* [Set task]: Set down exactly, and only, the lines from the one with "Expected: one point per instance of the man in" to the final line of the entries, both included.

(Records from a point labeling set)
_ _ _ _ _
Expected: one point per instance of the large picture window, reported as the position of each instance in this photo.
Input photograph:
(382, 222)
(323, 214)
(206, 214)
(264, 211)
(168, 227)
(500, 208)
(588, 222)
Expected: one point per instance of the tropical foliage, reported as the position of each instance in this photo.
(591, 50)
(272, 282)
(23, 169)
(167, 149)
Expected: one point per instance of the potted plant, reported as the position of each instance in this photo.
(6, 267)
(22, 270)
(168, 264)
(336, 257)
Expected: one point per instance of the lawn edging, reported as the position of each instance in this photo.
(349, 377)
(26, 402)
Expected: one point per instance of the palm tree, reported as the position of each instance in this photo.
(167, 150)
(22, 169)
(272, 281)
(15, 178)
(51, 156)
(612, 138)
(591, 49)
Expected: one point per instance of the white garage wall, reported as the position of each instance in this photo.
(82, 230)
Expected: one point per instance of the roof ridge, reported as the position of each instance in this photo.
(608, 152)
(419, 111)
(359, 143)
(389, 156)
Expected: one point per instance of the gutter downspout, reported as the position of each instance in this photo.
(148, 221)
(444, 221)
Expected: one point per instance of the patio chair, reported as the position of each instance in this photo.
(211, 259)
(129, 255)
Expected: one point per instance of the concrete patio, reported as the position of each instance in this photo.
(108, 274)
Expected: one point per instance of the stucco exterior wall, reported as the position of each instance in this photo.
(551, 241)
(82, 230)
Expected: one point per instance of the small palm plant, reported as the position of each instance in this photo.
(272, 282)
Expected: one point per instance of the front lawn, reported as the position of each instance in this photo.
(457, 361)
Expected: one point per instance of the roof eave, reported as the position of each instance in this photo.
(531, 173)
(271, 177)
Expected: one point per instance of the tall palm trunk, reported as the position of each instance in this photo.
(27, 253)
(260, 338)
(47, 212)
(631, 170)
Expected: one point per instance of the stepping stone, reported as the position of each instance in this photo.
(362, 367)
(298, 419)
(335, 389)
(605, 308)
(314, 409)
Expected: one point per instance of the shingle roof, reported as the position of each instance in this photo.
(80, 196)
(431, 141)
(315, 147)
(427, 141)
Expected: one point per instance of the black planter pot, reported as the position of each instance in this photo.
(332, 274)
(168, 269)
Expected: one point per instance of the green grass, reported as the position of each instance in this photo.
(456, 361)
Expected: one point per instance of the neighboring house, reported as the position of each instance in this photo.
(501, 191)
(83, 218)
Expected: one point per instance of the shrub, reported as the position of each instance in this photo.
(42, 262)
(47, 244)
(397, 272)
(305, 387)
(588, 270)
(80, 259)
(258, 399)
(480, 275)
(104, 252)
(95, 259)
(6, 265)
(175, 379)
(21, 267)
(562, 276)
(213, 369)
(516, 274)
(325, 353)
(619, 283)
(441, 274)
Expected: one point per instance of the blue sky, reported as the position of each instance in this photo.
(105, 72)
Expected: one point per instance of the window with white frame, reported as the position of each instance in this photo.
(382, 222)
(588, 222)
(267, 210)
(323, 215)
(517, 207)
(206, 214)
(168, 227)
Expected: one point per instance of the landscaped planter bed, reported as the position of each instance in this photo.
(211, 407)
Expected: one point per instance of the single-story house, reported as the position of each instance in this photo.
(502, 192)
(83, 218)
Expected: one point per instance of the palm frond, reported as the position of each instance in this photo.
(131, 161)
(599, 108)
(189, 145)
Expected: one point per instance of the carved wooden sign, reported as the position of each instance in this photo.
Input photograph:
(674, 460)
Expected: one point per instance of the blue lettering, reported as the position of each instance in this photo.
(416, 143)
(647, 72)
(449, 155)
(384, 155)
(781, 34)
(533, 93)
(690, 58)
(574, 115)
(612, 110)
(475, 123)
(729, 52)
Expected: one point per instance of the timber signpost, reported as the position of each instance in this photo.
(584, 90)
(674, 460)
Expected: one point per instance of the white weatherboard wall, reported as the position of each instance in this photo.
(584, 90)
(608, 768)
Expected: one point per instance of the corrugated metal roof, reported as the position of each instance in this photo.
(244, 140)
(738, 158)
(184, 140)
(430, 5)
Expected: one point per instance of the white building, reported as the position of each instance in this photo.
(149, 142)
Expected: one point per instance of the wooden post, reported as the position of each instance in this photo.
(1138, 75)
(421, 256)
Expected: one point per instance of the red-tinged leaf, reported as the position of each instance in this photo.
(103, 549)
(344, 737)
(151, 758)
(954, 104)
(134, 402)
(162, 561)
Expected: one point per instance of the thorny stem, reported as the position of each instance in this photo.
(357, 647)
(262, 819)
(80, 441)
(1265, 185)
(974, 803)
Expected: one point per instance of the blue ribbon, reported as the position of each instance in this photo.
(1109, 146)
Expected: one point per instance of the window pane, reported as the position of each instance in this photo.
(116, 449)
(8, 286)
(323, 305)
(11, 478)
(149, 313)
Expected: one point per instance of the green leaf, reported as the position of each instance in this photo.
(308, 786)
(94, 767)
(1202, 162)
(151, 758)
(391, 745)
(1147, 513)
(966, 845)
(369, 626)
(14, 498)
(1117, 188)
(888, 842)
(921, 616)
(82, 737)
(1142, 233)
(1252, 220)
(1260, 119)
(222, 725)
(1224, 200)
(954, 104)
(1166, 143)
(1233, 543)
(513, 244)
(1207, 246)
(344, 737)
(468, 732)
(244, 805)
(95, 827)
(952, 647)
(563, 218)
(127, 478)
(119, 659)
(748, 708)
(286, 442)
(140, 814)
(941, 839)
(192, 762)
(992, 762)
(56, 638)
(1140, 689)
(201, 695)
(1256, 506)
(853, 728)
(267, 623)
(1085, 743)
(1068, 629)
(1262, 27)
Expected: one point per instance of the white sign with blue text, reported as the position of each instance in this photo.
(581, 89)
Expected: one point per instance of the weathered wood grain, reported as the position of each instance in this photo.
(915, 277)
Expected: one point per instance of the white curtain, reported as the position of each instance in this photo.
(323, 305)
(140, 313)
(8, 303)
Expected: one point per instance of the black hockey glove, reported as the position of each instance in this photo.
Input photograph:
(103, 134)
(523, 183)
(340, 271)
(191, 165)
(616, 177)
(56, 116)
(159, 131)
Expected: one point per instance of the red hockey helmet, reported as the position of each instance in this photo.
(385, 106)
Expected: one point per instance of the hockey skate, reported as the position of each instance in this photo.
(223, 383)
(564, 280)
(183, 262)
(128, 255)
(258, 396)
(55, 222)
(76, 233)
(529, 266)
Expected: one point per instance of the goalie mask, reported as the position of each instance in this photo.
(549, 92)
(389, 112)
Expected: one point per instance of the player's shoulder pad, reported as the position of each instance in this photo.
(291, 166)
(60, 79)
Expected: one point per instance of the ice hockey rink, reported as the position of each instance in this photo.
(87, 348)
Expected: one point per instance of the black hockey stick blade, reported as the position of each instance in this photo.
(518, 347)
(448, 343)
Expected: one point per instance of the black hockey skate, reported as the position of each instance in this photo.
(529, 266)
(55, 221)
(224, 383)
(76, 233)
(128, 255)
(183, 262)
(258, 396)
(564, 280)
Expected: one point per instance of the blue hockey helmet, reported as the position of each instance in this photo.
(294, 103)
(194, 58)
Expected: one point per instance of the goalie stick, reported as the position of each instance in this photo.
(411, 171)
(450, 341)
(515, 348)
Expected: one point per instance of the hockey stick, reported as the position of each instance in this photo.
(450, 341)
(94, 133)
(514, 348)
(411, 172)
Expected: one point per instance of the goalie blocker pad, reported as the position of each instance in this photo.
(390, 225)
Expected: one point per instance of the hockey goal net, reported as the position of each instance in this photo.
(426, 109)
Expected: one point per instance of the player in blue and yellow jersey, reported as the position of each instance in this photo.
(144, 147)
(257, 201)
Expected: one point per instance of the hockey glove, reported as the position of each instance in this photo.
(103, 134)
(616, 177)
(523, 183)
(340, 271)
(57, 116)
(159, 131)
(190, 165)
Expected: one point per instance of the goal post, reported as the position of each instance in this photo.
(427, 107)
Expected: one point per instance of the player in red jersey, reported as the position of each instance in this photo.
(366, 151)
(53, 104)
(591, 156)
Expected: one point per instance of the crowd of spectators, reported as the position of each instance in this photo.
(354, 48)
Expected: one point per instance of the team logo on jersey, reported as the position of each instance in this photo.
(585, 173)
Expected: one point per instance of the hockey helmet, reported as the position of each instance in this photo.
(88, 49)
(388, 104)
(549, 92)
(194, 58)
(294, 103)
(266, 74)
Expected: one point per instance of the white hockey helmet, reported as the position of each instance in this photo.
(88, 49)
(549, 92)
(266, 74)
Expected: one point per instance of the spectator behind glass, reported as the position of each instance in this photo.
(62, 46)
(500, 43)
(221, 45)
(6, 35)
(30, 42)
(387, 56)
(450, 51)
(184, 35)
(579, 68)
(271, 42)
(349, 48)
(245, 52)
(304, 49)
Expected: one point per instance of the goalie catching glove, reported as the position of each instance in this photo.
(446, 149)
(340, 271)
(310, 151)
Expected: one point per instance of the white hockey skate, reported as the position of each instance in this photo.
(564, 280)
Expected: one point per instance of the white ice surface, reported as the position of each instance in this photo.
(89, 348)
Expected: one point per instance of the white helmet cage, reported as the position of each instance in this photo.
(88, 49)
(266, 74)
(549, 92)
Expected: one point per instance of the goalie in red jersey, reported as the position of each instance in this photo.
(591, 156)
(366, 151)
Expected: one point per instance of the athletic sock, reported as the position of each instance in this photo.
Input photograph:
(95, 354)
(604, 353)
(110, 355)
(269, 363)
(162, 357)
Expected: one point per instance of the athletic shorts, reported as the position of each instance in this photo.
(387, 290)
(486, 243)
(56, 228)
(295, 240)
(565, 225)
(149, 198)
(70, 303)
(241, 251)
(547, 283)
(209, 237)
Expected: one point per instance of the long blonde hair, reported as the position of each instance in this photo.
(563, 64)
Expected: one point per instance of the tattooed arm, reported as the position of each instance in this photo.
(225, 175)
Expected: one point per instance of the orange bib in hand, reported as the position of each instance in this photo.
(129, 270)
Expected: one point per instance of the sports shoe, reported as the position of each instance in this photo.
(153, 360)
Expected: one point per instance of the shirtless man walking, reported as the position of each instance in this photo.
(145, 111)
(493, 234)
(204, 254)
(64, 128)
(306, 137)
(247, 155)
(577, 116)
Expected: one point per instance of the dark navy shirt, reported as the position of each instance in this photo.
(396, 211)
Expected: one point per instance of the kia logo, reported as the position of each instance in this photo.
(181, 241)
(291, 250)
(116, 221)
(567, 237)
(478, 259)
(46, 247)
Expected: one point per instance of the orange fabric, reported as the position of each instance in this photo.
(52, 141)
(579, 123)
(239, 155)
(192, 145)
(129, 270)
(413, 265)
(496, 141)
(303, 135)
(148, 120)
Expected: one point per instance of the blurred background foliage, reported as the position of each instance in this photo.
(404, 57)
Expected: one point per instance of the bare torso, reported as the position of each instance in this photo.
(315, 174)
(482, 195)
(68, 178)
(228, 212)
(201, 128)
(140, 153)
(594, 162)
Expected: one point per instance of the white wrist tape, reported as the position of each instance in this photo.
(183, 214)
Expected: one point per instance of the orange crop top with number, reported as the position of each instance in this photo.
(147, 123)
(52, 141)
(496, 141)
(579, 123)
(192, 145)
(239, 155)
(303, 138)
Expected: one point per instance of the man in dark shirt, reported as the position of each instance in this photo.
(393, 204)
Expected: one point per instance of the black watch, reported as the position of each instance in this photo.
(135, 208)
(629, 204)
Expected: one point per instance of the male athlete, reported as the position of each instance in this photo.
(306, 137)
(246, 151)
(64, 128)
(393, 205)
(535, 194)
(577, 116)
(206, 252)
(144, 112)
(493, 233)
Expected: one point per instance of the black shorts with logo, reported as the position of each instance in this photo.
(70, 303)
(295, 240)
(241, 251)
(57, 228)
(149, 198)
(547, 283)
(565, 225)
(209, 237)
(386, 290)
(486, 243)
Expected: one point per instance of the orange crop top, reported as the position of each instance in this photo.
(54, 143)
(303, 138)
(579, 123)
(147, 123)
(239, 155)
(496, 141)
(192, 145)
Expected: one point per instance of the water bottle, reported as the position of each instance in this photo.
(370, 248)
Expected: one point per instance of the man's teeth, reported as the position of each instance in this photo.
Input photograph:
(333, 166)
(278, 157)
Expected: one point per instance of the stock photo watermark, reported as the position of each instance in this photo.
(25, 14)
_ _ _ _ _
* [The answer]:
Expected: one point per instance of the man in dark shirt, reported as the position of each instance in this photo.
(393, 204)
Expected: one point per instance of the black watch, reported as the position of each instance in this photo.
(135, 208)
(629, 204)
Expected: one point per instance of the male athlete, reported as the position of each instance in this photo.
(306, 137)
(246, 151)
(64, 128)
(393, 205)
(535, 194)
(577, 116)
(206, 252)
(144, 112)
(493, 233)
Expected: one point per instance of the black shorts with logo, reported as the position of each instance in this photo.
(70, 303)
(295, 240)
(241, 251)
(57, 228)
(149, 198)
(547, 283)
(565, 225)
(209, 237)
(386, 290)
(486, 243)
Expected: one point per instance of the orange crop top, reported as the position of each instance in this photo.
(54, 143)
(303, 138)
(579, 123)
(147, 123)
(239, 155)
(496, 141)
(192, 145)
Expected: one point per instance of the water bottle, reported as the position of each instance in this photo.
(370, 248)
Expected: one point per instance of the man's teeth, reported as the position of each instance in this photo.
Input photograph:
(333, 166)
(278, 157)
Expected: one point per instance of the stock photo watermark, reported as the position of each instance in this photo.
(25, 14)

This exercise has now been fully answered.